* **KUTIPAN SUMBER**:
Cikal bakal pasukan NSW corps, adalah satu detasemen angkatan laut kerajaan Inggris yang datang bersamaan dengan rombongan “First Fleet” di bawah pimpinan Kapten Arthur Phillip tahun 1788. Pada mulanya pasukan ini lebih diutamakan pada tugas keamanan (civilian duties). Baru pada tahun 1789 pemerintah Inggris secara resmi membentuk pasukan yang diberinama New South Wales Corps dengan tugas ganda di bidang pertahanan dan keamanan (military and civilian duties). Detasemen pertama pasukan NSW Corps, berjumlah 100 orang, tiba di Australia 1790. Sedangkan detasemen kedua, dibawah pimpinan Mayor Francis Grose tiba pada bulan Pebruari 1792.

Pada masa awal tugasnya di Australia peran pasukan NSW Corps relatif normal. Hubungan antara pasukan ini dengan Gubernur Arthur Phillip cenderung tidak ada masalah yang berarti. Permasalahan baru muncul justru ketika Arthur Phillip pensiun dari jabatan gubernur dan kembali ke Inggris bulan Desember 1792. Pengganti Arthur Phillip, yaitu John Hunter baru tiba tahun 1795. Keterlambatan ini memberi peluang kepada perwira-perwira senior NSW corps untuk menguasai koloni, dengan pangkat Letnan Gubernur. Mayor Francis Grose menjadi letnan gubernur pertama NSW.

Mayor Francis Grose bukanlah tipe pemimpin sebaik Arthur Phillip. Walaupun demikian dia memberikan warna tersendiri dalam perjalanan sejarah koloni NSW. Grose mengeluarkan kebijakan-kebijakan yang pada akhirnya memberikan pengaruh yang besar terhadap perkembangan koloni, yaitu antara lain membagi-bagikan tanah dalam jumlah yang sangat luas kepada para perwira NSW Corps berikut  dengan tenaga kerja, suplai makanan dan peralatannya. Para perwira tersebut diharapkan dapat mengerjakan tanahnya dengan mempekerjakan para narapidana dan menjual hasilnya kepada pemerintah. Kebijakan ini sebenarnya pernah dikeluarkan pada masa pemerintahan Arthur Phillip hanya tidak berhasil karena para perwira militer ini menolak membantu Phillip untuk mengolah tanah.

* **PETUNJUK**:
Teruskan uraian tentang pasukan New South Wales Corps di atas, dimulai tepat setelah kalimat terakhirnya.

(Entri dari set data anotasi)
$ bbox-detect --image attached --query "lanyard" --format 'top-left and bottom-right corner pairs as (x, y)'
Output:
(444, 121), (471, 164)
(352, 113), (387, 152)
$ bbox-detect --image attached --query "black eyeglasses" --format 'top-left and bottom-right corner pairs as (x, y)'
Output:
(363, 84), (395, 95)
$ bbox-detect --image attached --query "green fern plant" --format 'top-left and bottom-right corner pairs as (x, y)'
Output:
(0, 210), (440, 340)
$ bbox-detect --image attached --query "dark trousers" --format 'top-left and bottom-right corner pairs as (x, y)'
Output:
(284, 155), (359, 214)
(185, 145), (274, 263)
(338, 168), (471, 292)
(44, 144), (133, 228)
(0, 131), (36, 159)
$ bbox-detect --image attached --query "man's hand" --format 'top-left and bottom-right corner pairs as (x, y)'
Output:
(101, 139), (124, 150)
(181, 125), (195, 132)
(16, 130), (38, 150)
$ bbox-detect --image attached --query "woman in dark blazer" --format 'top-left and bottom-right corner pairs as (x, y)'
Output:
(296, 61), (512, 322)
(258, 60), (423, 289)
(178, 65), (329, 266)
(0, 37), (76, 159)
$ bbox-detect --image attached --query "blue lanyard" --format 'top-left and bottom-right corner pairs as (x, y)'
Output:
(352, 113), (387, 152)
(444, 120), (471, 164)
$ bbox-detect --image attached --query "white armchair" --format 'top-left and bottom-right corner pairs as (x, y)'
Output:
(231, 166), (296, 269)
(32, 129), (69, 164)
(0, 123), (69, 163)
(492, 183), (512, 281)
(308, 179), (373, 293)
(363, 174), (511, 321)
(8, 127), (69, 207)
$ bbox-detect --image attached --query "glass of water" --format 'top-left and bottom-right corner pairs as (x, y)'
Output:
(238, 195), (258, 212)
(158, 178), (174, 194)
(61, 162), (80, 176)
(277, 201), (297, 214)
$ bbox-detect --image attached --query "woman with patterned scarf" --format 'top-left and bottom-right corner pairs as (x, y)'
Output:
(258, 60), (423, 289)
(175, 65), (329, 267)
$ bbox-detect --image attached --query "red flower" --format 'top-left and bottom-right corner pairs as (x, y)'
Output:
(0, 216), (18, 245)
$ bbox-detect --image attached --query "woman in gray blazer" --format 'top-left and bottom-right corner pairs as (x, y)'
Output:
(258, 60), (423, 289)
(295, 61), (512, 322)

* **JAWABAN LATIHAN**:
Kebijakan Grose yang kedua adalah mendorong perwira NSW Corps melakukan tindakan monopoli dalam perdagangan. Para perwira dapat membeli barang dari kapal-kapal yang tiba di koloni itu dengan harga yang ditentukan sendiri oleh mereka. Keuntungan yang didapat para perwira pedagang ini bisa mencapai 1000%. Atas dasar kebijakan Grose tersebut bukan suatu hal yang aneh kalau kemudian perkembangan kehidupan para perwira pedagang mengalami lonjakan yang sangat berarti. Ekonomi mereka berkembang pesat.

Sekitar tahun 1800, para perwira pedagang mulai mengembangkan kehidupan yang eksklusif. Sikap arogan dan intoleran terhadap siapapun yang berani mengganggu aktifitas mereka menjadi ciri mereka. Salah satu yang paling berpengaruh diantara mereka adalah John Macarthur, seorang perwira pedagang, peternak dan petani yang paling sukses dan berpengaruh serta sangat disegani oleh kalangan NSW Corps. Satu kelemahan Macarthur adalah sikapnya yang gila hormat dan mudah tersinggung serta cenderung terjerumus kearah sikap yang ingin menghancurkan segala yang berusaha menghalanginya. Sikap negatif inilah yang kemudian mendorong John Macarthur seringkali berselisih dengan gubernur-gubernur NSW pasca Arthur Phillip.

Pertentangan pertama antara kelompok perwira pedagang dengan pemerintah, dalam hal ini gubernur NSW terjadi pada masa pemerintahan Kapten John Hunter. Hunter datang ke NSW mengantikan Arthur Phillip pada tahun 1795. Langkah awal yang dilakukan Hunter sebagai gubernur adalah berusaha menentang pertumbuhan kekuasaan para perwira pedagang dan menertibkan lalu lintas perdagangan rum (sejenis minuman keras)  yang menjadi primadona di koloni saat itu. Kebijakan ini mendapat tantangan hebat dari para perwira pedagang karena dianggap merugikan dan mengusik eksistensi kekuasaan mereka. Sebagai reaksi, Selain tidak mau mengikuti kebijakan Hunter, para perwira pedagang juga akhirnya mengirimkan surat keluhan dan keberatan ke London atas sikap kepemimpinan Hunter. Sebagai upaya untuk mengatasi pertentangan yang lebih parah, pemerintah Inggris akhirnya lebih memilih untuk menarik Hunter kembali ke Inggris mengingat dominasi dan pengaruh yang sangat kuat dari para perwira NSW Corps di koloni. Tahun 1800 akhirnya John Hunter  digantikan oleh Phllip Gidley King.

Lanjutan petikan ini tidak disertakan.